*** Material supplied ***

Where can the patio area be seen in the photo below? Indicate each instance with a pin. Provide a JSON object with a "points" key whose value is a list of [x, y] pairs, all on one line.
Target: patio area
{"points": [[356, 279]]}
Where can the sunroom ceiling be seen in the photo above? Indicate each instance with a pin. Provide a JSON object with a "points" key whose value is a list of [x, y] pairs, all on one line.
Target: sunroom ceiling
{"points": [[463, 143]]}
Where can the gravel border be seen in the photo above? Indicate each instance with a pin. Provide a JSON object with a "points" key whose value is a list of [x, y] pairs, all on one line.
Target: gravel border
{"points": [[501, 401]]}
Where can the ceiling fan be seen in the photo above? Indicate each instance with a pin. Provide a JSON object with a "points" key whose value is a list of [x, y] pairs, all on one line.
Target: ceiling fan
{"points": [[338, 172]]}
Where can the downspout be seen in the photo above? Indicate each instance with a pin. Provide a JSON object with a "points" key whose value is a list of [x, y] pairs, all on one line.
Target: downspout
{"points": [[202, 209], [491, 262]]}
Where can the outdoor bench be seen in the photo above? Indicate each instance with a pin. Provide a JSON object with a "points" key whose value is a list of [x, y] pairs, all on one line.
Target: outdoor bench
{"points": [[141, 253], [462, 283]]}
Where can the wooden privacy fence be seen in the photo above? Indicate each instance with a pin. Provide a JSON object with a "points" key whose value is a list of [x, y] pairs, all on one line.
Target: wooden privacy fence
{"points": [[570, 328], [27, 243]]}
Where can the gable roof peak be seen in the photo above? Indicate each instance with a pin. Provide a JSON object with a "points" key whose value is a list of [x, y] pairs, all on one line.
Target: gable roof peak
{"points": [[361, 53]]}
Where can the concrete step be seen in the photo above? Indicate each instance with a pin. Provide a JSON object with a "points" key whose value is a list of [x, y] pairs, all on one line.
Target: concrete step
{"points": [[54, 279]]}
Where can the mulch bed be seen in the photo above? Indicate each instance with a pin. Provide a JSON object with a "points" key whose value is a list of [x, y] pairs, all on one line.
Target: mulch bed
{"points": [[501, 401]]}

***

- [What to work on]: Rewrite every row above, substituting "marker" for each occurrence of "pin" and keeping everything else identical.

- [Result of the task]:
Where can the patio area be seen in the photo below? Indicate each instance with a marker. Provide a JSON object with a "points" key whose value is a list of [x, y] pairs, all on one line.
Target: patio area
{"points": [[356, 279]]}
Where can the sunroom ceiling be seen in the photo above? Indicate each instance with a marker. Provide a JSON object with a "points" key whose value is a list of [x, y] pairs, all on one line.
Target: sunroom ceiling
{"points": [[463, 143]]}
Where can the gravel border be seen in the photo above? Indicate each instance with a marker. Provide a JSON object with a "points" key whose value is a list of [x, y] pairs, all on one line.
Target: gravel border
{"points": [[501, 401]]}
Where can the ceiling fan be seen in the photo above? Indicate each instance with a marker. Provide a JSON object with a "points" key whose value is a list of [x, y] pairs, all on one line.
Target: ceiling fan
{"points": [[338, 172]]}
Where can the downspout be seen in the photo above? Indicate each instance with a marker. Provide a JSON object with a "points" key whose value is a list of [x, y] pairs, all on one line.
Target: downspout
{"points": [[202, 209], [491, 262]]}
Where can the outdoor bench be seen in the photo above? Indicate each instance with a marker. Provide a JSON object with a "points" key whose value is a list of [x, y] pairs, all on one line.
Target: outdoor bench
{"points": [[141, 253], [462, 283]]}
Where can the wooden privacy fence be seen in the photo above? Indicate each instance with a marker. Provide a JSON object with a "points" key whose value is a list of [x, y] pairs, all on one line.
Target: wooden privacy fence
{"points": [[570, 328], [27, 243]]}
Where can the gable roof peak be seen in the photo above? Indicate each instance with a marker. Provide a JSON object with a "points" key whose value is a list of [x, y] pairs, all on one line.
Target: gable roof peak
{"points": [[361, 53]]}
Where can the concrete step be seen in the photo above? Indicate each instance with a marker. Provide a JSON object with a "points" key whose value is a list of [x, y] pairs, all on one line.
Target: concrete step
{"points": [[54, 279]]}
Where can the mulch bed be seen in the photo above? Indicate each instance with a marker. Provide a JSON object with a "points" key whose value is a list of [x, y] pairs, all on one line.
Target: mulch bed
{"points": [[501, 401]]}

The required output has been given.